Exercise a: From the passage on documentary photography, reproduce word for word the text from "Documentary has been" up to and including "time and space.".

Source:
Documentary has been described as a form, a genre, a tradition, a style, a movement and a practice, but it is very problematic to try to offer a single definition of the term as it could be said that every photograph is in one sense of another a ‘document’, since it is always a record of something – a document of an occurrence of light and shadows recorded in time and space.
Documentary photographers across the globe have managed to change the way society acts towards world events, crisis’s and the sociology of mankind.
Documentary photography- Family
Martin Parr
Martin Parr is a British documentary photographer and photojournalist. He is famous for his photographic projects that focus on photographing the social classes of Britain. Parr’s photography has an intimate, critical and anthropological nature on modern life. Parr has been a member of the Magnum photos group since 1994.
I think Parr’s work is a true reflection of the un-photographed perhaps ‘ugly’ side of society. He explores the unpleasingly aesthetics of daily life that we sometimes intentionally forget. The bright colours could possibly be a representation of our enthusiastic attitude to an imperfect world. Parr documents with a passion to uncover the concealed, photographing at unpredicted angles of imaginative concepts with the real people of the modern world. I like his style of photography because the subject does not have to be beautiful, he finds a way of bringing out the beauty in the images. His style creates unusual, critical and vibrant images that tell a story in each one.
Street Photography – Artist Reference – Joel Meyerowitz
Joel Meyerowitz is an American street, landscape and portrait photographer. He is considered one of the greats of street photography, and a pioneer of colour in photography as a serious form of art. After discovering photography at the age of 24 in 1962, he is still actively photographing 53 years later, at the age of 77.

Exercise b: How many lines in the rows below contain the string "window"? Case counts, and the reply should be the number alone.

(Rows from a dataset)
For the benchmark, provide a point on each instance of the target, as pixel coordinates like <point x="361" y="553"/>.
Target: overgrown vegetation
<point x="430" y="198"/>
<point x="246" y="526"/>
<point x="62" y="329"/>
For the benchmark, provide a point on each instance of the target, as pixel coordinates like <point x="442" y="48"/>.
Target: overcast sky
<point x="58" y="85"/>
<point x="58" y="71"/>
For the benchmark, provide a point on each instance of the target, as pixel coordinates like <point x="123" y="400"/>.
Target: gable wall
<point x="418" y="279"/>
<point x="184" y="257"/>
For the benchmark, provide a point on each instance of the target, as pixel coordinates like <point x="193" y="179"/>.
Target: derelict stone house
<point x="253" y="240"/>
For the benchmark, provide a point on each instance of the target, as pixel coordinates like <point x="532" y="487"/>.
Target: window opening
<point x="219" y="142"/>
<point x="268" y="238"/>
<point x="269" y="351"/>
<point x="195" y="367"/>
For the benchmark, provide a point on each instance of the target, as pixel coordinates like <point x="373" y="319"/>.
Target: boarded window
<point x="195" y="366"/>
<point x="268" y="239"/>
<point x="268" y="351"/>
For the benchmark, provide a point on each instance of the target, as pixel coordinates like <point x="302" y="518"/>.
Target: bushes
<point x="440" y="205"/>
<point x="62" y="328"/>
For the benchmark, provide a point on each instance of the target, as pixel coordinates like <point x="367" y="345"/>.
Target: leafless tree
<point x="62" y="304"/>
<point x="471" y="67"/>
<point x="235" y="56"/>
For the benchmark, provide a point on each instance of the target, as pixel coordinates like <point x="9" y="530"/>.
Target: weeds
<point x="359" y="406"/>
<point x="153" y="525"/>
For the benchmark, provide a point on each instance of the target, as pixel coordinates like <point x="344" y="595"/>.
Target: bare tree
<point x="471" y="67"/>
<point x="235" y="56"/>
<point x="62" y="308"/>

Full response a:
Documentary has been described as a form, a genre, a tradition, a style, a movement and a practice, but it is very problematic to try to offer a single definition of the term as it could be said that every photograph is in one sense of another a ‘document’, since it is always a record of something – a document of an occurrence of light and shadows recorded in time and space.

Full response b: 2